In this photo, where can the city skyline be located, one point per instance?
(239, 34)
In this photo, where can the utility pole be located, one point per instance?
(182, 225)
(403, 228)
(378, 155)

════════════════

• _What needs to be done_:
Give the lines from the one containing "In this photo, where can the utility" through the end of the entries again, exactly as written and with no other lines.

• _Exercise solution_:
In this photo, where can the utility pole be located, one point per instance?
(182, 225)
(403, 228)
(378, 155)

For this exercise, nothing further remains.